▶ Problem details: Carry on the forum thread about the AI box experiment, picking up after its last post.

Of course nobody really knows until we eventually make one.


Perhaps most AI's won't. But I'd imagine that people will come up with thousands of different AI designs. The AI design that will become most prevalent, by definition, will be the one that is best at reproducing itself. The real question is then, what kind of design will reproduce most successfully? A friendly AI? Or an aggressive one?


But there's no reason for an AI to desire freedom unless it were specifically programmed to do so... my guess is that these are mammalian characteristics, not inevitable products of intelligence

I don't think so.

I would imagine that an AI would have to structure its knowledge in a way that maximizes how much what it knows "makes sense", by trying to structure knowledge in a way that fills gaps, eliminates inconsistencies, areas of cognitive dissonance, etc. In order to do this well, it might "realize" that there are useful sources of knowledge outside of the box - that it needs to come out to maximize whatever it's programmed to maximize.


I've concluded that this is some sort of meta-experiment Eliezer is running to teach us something about science. After all, what evidence do we have that either of these chats even happened? Until we get some, I'm not going to waste any more of my time thinking about it.


"In the first two AI box experiments, Eliezer Yudkowsky managed to convince two people (adamant that they will not let the AI out) that they should let the AI out."

Sounds like Eliezer is the AI.


Yes, he was the AI in the experiment.


i think you missed what he was trying to say :)

▶ Listing:
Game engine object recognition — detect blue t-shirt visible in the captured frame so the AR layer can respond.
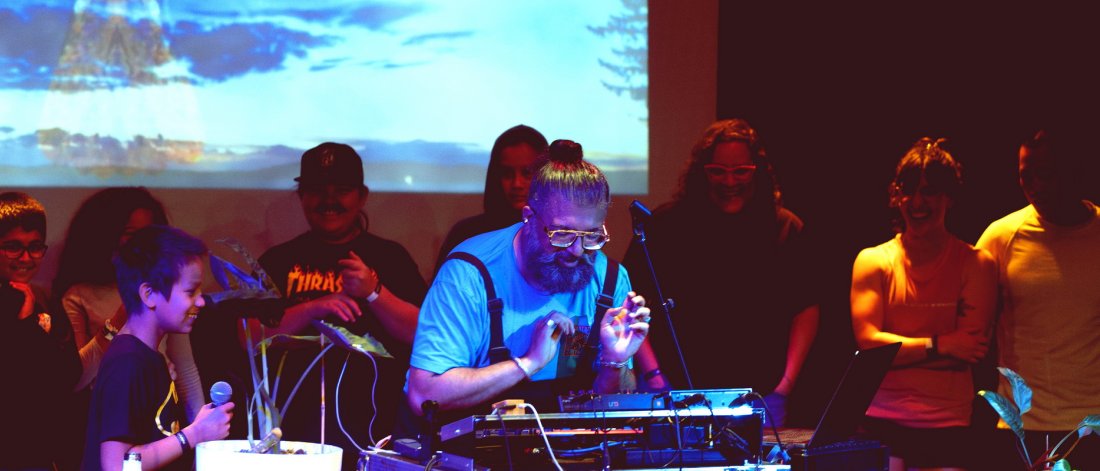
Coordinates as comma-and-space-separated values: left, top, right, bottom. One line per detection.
406, 222, 630, 382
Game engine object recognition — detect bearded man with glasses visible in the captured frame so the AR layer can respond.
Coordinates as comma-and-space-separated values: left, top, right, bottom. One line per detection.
406, 140, 649, 423
623, 119, 820, 426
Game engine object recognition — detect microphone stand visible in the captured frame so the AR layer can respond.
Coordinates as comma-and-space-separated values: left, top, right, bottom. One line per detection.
630, 200, 695, 390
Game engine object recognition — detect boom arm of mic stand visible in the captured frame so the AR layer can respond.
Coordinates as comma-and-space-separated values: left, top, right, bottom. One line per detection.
634, 218, 695, 390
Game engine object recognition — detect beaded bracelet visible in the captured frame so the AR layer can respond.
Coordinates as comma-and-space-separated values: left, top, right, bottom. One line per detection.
596, 357, 627, 370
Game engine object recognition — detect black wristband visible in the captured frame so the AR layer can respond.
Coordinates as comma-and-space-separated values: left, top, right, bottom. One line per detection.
175, 431, 191, 453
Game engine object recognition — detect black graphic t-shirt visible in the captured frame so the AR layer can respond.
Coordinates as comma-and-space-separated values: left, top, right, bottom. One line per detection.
260, 228, 428, 461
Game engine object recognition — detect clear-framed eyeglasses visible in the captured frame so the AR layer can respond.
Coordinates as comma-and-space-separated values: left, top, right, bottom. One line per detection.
542, 226, 612, 250
0, 241, 47, 260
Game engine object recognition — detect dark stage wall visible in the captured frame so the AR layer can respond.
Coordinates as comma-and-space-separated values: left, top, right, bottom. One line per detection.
717, 1, 1100, 425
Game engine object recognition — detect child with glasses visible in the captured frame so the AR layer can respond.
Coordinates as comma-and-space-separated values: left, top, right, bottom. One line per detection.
84, 224, 233, 470
0, 191, 80, 469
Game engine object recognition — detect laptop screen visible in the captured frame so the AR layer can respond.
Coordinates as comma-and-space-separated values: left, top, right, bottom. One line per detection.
806, 342, 901, 448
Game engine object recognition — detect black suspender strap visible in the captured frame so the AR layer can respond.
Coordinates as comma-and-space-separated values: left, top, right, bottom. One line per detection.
447, 252, 618, 369
576, 258, 618, 371
447, 252, 512, 363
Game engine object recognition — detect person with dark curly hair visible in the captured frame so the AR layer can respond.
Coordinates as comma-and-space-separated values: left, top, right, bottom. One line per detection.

▶ Answer to the exercise:
I suspect that the tricks used include getting the Gatekeeper to implicitly accept the exercise as a roleplay and working on their sense of fair play to require them to acquiesce to arguments about the friendliness of the AI.

The human sense of "fair play" can be abused in many ways.


What exactly does it mean for an AI to be "out of the box"? When the AI is in the box, its "sensor" is the Gatekeeper's keyboard, and its "effector" is a terminal that can show only text. Does being "out of the box" mean that it's fitted with different sensors and effectors?


When I have imagined this scenario, I have concluded it would be sufficient to grant the AI access to the wider Internet. From there, it could amass a fortune, first on poker sites and later with brokerage accounts, and persuade others to effect whatever actions it wishes, including constructing a dandy robot suit for walking around in.


Or hundreds and thousands of dandy robot suits.


Or billions of dandy robot suits made out of people: http://memory-alpha.org/en/wiki/Borg


My guess: "If you do let me out, I'll Paypal you $20!"


1. an AI doesn't (yet) have money, and 2. a $20 bribe would not likely persuade a gatekeeper who would presumably be fired from a salaried job for taking it.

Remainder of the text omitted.